◆ Assigned task: Would you mind restating all of the records word for word, skipping the pictures?

◆ Entries shown:
··········

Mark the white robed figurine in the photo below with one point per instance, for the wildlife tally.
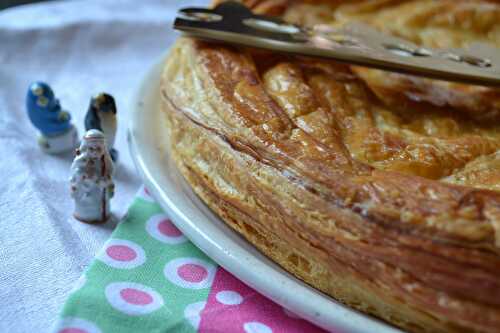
(91, 180)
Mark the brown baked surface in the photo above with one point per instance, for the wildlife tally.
(382, 190)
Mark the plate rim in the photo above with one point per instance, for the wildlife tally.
(326, 313)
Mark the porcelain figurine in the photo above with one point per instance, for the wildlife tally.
(91, 180)
(56, 133)
(101, 115)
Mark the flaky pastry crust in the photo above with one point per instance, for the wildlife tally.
(382, 190)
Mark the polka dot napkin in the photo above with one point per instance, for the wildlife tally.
(149, 278)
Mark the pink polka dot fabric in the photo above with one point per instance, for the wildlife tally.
(232, 306)
(149, 277)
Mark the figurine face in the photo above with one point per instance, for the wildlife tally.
(94, 151)
(104, 103)
(43, 110)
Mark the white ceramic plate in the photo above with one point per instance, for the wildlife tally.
(205, 229)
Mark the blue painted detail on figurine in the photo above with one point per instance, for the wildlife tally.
(45, 111)
(57, 134)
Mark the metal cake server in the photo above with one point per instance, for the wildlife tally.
(356, 44)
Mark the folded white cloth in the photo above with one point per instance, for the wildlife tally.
(80, 48)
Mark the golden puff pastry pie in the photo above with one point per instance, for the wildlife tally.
(380, 189)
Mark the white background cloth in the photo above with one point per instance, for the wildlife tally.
(80, 48)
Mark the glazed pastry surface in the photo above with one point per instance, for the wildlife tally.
(380, 189)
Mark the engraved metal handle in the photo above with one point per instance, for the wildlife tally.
(356, 44)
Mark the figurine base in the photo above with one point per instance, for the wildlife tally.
(114, 154)
(99, 221)
(60, 143)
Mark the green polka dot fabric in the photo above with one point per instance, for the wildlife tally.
(149, 278)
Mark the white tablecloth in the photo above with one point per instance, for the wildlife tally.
(80, 48)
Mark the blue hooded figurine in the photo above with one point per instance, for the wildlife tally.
(57, 134)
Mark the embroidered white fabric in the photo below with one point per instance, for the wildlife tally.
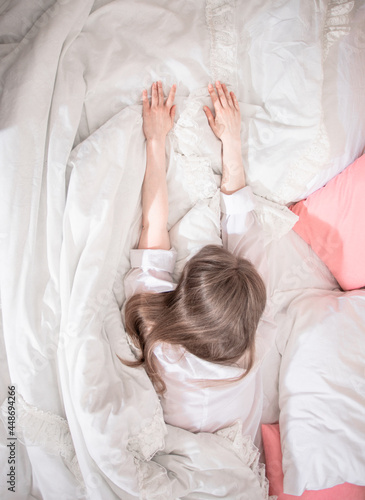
(220, 17)
(302, 171)
(148, 438)
(248, 452)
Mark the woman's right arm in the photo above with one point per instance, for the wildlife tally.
(241, 232)
(226, 125)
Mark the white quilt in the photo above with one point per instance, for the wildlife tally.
(72, 164)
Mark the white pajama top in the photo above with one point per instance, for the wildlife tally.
(186, 402)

··········

◆ Finished task:
Mark the white robed figurine in the photo below with one point per instance, for the wildlife tally.
(91, 180)
Mark the brown baked surface in the photo above with one point per instance, for the wildlife tally.
(382, 190)
Mark the plate rim in the photo above with one point per instance, for the wildlife tally.
(326, 313)
Mark the porcelain figurine in the photo above with one point per instance, for the wildlife tally.
(91, 180)
(56, 133)
(101, 115)
Mark the flaky pastry crust in the photo above with one point per instance, for the wildlife tally.
(382, 190)
Mark the polka dot napkin in the photo above with one point per instance, for the wildlife tally.
(149, 278)
Mark the pink polka dot fabric in the photo above with one point per instance, for the wildlife tally.
(232, 306)
(149, 277)
Mark the figurine face in the photo above with one point per instance, for the wildlife tally.
(94, 151)
(104, 103)
(43, 110)
Mark the white ceramic plate in the photo above with one point per instance, for the wildlife tally.
(205, 229)
Mark the blue painted detail on figurine in the photo above with one point per instance, for the wildlife tally.
(45, 111)
(57, 134)
Mark the metal cake server in the photo above with one point per instance, for the wildlife tally.
(356, 44)
Mark the folded white cloth in the photo above with one point per instance, for the wildlife tally.
(80, 48)
Mark the golden puff pastry pie in the photo above with one point per instance, for the wildlife tally.
(380, 189)
Mark the white background cloth in the photo above with one point per instance, for the wildlife tally.
(80, 48)
Mark the glazed pastry surface in the photo above with one point per instance, for the wildlife tally.
(380, 189)
Mark the engraved metal handle in the photo above with one point per instance, for the wildlife tally.
(356, 44)
Mark the figurine base in the photo above with one point per instance, for the wildlife tally.
(114, 154)
(99, 221)
(60, 143)
Mark the green polka dot fabric in the photo above with one point per instance, for the wildlife tally.
(149, 278)
Mark the white tablecloth in the photo above with one point per instance, for the wildlife tally.
(80, 48)
Mark the blue hooded figurine in the photo above with one point per instance, for the wildlife tally.
(57, 134)
Mark the embroidered white fabric in the photo below with one point per instance, for the wildlife tally.
(220, 17)
(302, 171)
(148, 438)
(248, 452)
Mark the woman's right arm in the photo above with one point per instance, for the wildlife tally.
(241, 232)
(226, 125)
Mark the white quilt in the photo above with one point per instance, for the wildlife tally.
(72, 164)
Mark the white pajama top in the photo above with one point per instance, for the wildlife tally.
(186, 402)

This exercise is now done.